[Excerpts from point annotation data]
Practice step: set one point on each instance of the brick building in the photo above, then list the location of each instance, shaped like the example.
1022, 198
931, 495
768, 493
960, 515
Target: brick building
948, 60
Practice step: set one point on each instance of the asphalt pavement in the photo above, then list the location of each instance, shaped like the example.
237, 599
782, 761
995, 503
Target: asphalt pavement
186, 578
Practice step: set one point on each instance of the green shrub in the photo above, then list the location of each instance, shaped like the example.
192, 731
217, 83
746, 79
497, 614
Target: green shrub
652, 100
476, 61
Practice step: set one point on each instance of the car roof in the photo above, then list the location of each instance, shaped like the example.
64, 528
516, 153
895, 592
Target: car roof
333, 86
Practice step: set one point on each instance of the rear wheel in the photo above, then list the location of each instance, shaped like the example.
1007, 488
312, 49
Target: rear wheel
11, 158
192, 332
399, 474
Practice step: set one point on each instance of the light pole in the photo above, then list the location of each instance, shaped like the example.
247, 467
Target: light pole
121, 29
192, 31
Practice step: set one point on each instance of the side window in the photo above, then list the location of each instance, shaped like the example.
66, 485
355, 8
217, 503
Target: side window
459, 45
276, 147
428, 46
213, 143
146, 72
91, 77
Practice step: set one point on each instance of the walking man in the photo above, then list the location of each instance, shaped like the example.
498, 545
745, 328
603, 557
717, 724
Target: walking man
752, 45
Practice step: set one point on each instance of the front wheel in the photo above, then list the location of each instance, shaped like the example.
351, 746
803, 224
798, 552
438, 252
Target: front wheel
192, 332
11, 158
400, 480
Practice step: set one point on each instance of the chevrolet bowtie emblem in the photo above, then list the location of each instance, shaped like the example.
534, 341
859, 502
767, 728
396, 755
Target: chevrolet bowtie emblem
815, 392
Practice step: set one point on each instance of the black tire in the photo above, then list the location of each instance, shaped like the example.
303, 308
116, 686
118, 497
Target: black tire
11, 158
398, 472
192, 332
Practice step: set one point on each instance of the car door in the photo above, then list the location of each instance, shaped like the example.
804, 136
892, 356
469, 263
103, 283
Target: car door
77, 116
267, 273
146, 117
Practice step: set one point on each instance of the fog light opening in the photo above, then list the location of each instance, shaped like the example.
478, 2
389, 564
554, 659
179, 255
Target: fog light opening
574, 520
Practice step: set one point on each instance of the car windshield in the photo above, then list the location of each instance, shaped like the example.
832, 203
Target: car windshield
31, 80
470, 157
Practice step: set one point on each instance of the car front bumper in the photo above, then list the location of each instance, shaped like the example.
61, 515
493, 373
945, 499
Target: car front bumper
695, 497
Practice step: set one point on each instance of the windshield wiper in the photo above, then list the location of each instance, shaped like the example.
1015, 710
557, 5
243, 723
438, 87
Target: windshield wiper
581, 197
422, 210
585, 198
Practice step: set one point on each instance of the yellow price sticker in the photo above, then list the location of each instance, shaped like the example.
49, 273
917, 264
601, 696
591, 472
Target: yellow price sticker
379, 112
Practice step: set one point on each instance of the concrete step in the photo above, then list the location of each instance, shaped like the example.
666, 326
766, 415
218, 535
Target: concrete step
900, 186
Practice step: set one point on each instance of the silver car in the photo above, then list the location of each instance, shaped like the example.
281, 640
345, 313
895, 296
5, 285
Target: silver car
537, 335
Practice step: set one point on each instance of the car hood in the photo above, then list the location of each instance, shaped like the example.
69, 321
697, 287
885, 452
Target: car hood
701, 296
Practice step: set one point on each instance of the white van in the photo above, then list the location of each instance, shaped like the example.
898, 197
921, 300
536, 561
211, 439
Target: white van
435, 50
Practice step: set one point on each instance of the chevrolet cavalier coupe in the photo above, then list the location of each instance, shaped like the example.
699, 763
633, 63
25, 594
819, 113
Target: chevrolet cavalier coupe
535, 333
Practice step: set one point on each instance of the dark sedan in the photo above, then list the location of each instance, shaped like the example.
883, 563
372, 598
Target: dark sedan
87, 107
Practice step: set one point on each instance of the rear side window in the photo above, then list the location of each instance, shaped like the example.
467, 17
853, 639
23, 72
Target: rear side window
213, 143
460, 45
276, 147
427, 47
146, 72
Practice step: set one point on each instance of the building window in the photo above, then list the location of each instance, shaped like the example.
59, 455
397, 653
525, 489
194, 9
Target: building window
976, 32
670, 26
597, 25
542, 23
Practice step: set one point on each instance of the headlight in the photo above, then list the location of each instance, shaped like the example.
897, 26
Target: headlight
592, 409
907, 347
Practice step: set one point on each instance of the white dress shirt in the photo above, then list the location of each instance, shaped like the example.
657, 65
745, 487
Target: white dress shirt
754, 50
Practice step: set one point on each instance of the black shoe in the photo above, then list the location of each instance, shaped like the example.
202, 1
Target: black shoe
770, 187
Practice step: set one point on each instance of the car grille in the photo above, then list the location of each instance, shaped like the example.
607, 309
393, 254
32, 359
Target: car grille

> [WHAT TO WORK ON] Type the material above out again, exactly.

> [RESULT]
Practice step: set one point on each instance of the brick building in the photo above, then list the location of each instance, shaped like the example.
1022, 198
931, 495
768, 493
960, 515
Target: brick building
948, 60
Practice step: set one point on each instance of the asphalt pavement in the photo above, then list the location of each instance, shaped like the example.
237, 599
782, 761
995, 503
Target: asphalt pavement
186, 578
Practice step: set one point on each instance of the green shrub in the photo above, then list the location of each instance, shaped like the example.
192, 731
217, 83
746, 79
497, 614
Target: green shrub
652, 100
476, 61
Practice step: set one point on each instance of the car roof in the photo above, then list the location of each instance, shaped like the example.
64, 528
516, 153
895, 592
Target: car roof
333, 86
Practice step: set one point on each instance of the rear wheel in the photo above, then list the location of each instance, shaped like the example.
1007, 488
312, 49
Target: rear wheel
11, 158
192, 332
399, 474
Practice step: set one point on each instance of the light pole in the photo above, then list the location of each instance, shaped like the example.
247, 467
Target: light pole
121, 29
192, 31
Practice step: set one point on each instance of the side window in the photo above, then list the location of each instance, shaped like the example.
66, 485
355, 8
217, 503
Target: side window
459, 45
276, 147
428, 46
213, 143
146, 72
91, 77
Practice step: set one point on each instance of the walking man in the photo above, then list the location of each instance, shaped like the example.
498, 545
745, 328
603, 557
717, 724
Target: walking man
752, 45
Practice step: set one point on each instance of the front wheel in the photo above, then list the location of each instance, shaped like the example.
351, 746
803, 224
798, 552
438, 252
Target: front wheel
192, 332
11, 158
400, 480
Practice step: set one point on each instance of the chevrolet bowtie emblem in the photo above, then list the location of each instance, shaped like the example.
534, 341
859, 502
767, 728
396, 755
Target: chevrolet bowtie emblem
815, 392
Practice step: set one point on each instance of the black tire in the photo above, then list the location of each instance, shaped like the example.
303, 308
116, 686
118, 497
Target: black tire
11, 158
398, 472
192, 332
Practice step: set one point on each instance of the car door in the photo above, then list the location of each instance, shaped like the example.
804, 136
892, 356
469, 263
103, 283
Target: car door
77, 116
267, 273
146, 117
Practice step: set one point on each instance of the fog light opening in the photo above, then list the location of each instance, shaped like the example.
478, 2
389, 564
554, 659
179, 255
Target: fog light opening
574, 520
Practice step: set one point on each instance of the car windshield in the photo above, then list the location of each instance, shaped like the example.
832, 203
Target: car windshield
31, 80
470, 157
Practice step: set one point on each instance of the car front bumper in the photo above, then list the location of each instance, shaped like the example.
61, 515
493, 373
945, 499
Target: car front bumper
695, 497
Practice step: set one point on each instance of the windshield wiper in the photo above, then list the location of each instance, shaped like the example.
1015, 710
557, 5
243, 723
438, 87
Target: windshield wiper
581, 197
422, 210
585, 198
Practice step: set one point on each instance of the yellow price sticker in the photo above, then list the location of each instance, shaped like the example.
49, 273
917, 264
601, 696
591, 472
Target: yellow price sticker
379, 112
Practice step: set one point on each instance of the concrete step in the photo above, then list the location of each instance, shaped like the example.
666, 326
766, 415
218, 535
Target: concrete step
900, 186
Practice step: set one point on each instance of the silver car in the photo above, then list the location of each instance, shaped like the example.
281, 640
345, 313
895, 296
5, 285
Target: silver car
537, 335
Practice step: set one point on each instance of the car hood in the photo above, then list the location of each instance, shaped like the example.
69, 321
697, 287
885, 452
Target: car hood
701, 296
Practice step: set one point on each instance of the white van in the photo above, then list the location of each instance, shaped like the example.
898, 197
921, 300
536, 561
211, 439
Target: white van
435, 50
Practice step: set one point on each instance of the chevrolet cavalier coupe in the photo above, then list the location of each instance, shaped like the example.
699, 763
633, 63
25, 594
819, 113
Target: chevrolet cavalier coupe
535, 333
Practice step: set one point on each instance of the dark sedan in the photo above, then list the location of each instance, shaped like the example.
883, 563
372, 598
Target: dark sedan
87, 107
Practice step: set one point on each instance of the rear side window in the photo above, then list the location of each instance, shaped like the example.
467, 17
853, 639
23, 72
Target: rear side window
213, 143
460, 45
276, 147
427, 47
146, 72
Practice step: set one point on each instance of the building window in the photo above, then list the location of each instance, shaped like the example.
59, 455
397, 653
525, 489
194, 9
Target: building window
976, 32
670, 26
597, 25
542, 23
Practice step: set one point on each instance of the headlight in the photo above, then list the location of each instance, shaped like the example.
897, 26
Target: headlight
592, 409
907, 347
Practice step: set one point on each instance of the white dress shirt in the photo above, then list the location of each instance, shaped like the example.
657, 65
745, 487
Target: white dress shirt
754, 50
Practice step: set one point on each instance of the black shoe in the photo above, then list the location of each instance, shaped like the example.
202, 1
Target: black shoe
770, 187
Practice step: set one point on each instance of the car grille in the photo above, then list the location of each instance, shaped like the example.
607, 309
393, 254
32, 359
Target: car grille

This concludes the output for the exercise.